Which rows below contain the string "soil"? Pick out every one and copy it in full, matching uppercase and lowercase letters exactly.

───── Dataset records

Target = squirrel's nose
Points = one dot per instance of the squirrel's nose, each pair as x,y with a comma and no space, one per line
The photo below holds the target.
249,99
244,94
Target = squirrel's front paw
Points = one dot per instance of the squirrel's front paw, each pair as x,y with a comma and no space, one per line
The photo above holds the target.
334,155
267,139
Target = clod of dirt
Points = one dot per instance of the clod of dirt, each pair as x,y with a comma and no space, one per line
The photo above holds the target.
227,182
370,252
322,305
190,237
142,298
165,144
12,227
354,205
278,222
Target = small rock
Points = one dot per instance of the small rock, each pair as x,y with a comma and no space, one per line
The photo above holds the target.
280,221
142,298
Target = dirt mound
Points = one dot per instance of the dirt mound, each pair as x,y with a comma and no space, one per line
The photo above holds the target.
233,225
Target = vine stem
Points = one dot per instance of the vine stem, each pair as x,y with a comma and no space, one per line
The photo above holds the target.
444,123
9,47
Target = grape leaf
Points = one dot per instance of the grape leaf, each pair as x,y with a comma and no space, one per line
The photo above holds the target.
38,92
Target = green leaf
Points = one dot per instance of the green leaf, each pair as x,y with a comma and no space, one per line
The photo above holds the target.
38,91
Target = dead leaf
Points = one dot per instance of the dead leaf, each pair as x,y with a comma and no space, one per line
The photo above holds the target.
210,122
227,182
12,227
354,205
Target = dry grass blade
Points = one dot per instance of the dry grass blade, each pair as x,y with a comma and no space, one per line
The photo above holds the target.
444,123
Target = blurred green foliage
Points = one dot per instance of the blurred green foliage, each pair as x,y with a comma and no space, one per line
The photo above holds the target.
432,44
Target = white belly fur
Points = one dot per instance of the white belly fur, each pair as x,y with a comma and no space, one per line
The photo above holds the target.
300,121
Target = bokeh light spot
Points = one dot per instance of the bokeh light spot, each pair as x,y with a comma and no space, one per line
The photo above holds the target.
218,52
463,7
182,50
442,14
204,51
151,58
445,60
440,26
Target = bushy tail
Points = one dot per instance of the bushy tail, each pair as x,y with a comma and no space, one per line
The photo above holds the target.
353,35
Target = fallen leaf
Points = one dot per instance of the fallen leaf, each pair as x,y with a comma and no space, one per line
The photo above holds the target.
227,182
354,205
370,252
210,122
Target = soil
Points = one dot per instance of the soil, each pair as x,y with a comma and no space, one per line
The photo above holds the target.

──────────
───── Dataset records

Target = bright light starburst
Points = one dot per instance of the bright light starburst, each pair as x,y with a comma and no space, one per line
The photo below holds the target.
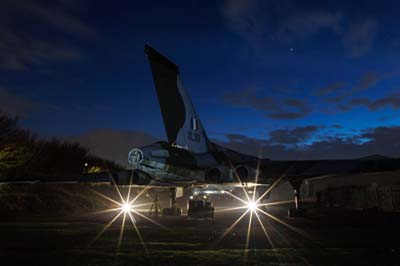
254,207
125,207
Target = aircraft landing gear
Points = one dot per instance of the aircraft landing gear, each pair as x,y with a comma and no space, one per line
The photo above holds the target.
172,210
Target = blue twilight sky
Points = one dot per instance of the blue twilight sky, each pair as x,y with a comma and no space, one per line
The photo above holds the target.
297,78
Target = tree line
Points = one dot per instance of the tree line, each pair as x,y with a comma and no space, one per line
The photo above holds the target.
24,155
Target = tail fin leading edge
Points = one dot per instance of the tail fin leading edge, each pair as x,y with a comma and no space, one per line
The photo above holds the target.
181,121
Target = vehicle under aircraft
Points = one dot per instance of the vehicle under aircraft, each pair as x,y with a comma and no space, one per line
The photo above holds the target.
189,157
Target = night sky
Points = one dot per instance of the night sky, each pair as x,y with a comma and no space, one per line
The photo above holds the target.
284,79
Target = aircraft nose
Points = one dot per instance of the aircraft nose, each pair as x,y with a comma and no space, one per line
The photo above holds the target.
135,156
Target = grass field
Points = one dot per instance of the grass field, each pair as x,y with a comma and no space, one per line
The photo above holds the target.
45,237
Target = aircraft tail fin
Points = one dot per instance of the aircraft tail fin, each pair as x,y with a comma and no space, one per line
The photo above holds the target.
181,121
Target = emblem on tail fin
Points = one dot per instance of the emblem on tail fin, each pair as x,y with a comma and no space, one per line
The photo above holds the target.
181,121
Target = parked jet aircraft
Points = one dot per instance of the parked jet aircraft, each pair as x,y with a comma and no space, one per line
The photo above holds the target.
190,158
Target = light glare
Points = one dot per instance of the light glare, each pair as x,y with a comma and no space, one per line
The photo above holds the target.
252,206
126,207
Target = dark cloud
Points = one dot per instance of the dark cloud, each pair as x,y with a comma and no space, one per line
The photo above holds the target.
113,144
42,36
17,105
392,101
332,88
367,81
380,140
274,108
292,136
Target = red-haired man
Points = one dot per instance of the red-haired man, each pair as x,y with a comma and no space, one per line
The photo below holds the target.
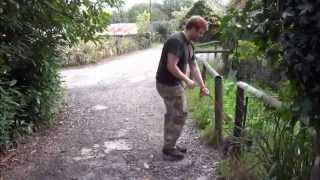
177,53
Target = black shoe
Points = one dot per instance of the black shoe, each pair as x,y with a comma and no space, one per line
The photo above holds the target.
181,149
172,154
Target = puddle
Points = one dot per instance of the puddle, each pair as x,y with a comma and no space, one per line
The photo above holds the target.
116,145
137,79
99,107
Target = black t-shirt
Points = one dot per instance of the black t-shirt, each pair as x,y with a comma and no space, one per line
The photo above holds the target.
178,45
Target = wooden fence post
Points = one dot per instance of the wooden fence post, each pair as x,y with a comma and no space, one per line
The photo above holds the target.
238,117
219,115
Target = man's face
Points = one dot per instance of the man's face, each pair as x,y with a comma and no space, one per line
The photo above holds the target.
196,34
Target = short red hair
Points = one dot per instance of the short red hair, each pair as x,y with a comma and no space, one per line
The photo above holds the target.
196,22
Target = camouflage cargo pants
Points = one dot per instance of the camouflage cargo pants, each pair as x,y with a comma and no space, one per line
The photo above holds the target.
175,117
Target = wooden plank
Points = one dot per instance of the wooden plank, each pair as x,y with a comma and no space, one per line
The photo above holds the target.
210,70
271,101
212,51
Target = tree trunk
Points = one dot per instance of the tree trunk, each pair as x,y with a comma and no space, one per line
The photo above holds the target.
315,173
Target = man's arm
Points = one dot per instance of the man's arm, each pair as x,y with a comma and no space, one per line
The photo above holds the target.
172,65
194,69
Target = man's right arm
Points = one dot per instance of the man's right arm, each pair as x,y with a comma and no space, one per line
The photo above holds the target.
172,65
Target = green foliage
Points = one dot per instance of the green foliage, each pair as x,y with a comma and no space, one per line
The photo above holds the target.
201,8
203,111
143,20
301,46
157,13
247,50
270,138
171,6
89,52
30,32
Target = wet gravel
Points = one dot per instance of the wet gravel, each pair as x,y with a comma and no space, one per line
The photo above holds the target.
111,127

──────────
───── Dataset records

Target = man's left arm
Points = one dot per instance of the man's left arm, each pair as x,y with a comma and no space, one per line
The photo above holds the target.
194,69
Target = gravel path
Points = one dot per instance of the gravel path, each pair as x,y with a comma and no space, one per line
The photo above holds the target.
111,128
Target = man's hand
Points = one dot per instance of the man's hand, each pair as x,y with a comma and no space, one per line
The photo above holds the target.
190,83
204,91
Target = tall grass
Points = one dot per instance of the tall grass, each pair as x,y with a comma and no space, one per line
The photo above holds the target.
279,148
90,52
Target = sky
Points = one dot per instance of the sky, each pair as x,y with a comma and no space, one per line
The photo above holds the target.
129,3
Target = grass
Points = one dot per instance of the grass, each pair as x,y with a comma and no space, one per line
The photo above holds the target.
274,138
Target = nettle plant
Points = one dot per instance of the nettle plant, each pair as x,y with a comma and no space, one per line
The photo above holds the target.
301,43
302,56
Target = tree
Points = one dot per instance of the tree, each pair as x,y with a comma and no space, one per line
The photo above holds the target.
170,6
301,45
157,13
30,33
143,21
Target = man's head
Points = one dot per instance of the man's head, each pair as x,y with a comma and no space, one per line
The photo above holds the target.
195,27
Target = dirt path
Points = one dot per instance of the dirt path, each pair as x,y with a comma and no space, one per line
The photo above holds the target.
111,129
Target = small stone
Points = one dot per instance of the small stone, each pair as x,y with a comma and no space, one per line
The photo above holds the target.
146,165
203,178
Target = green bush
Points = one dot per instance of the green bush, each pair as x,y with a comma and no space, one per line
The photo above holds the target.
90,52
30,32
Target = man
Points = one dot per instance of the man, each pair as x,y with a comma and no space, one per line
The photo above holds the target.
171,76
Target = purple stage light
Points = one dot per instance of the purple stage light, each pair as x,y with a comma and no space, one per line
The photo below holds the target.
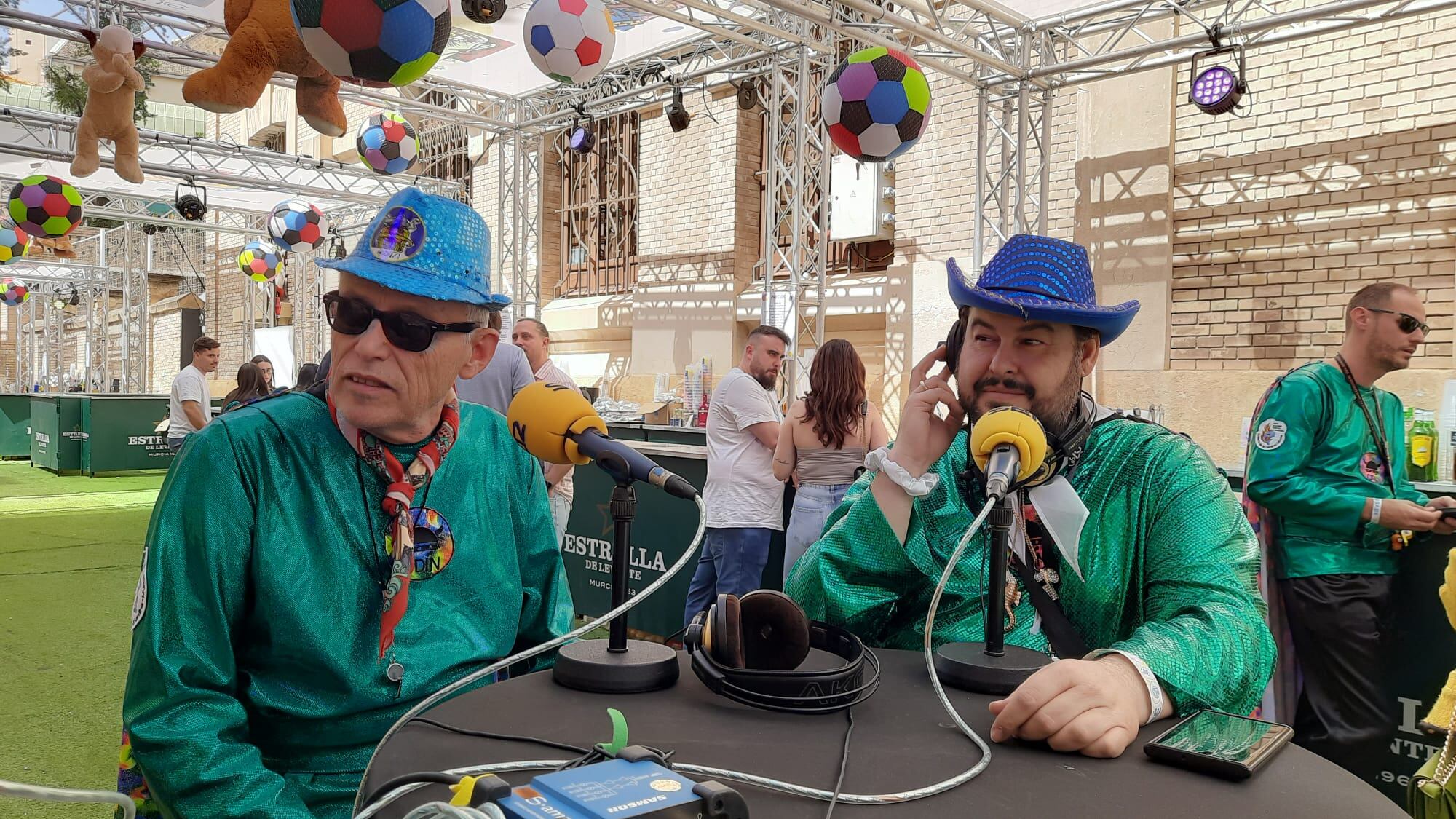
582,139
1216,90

──────────

● Output of the exercise
Target = soil
Points = one dot per instance of the soil, each pair as x,y with a comma and no space, one per line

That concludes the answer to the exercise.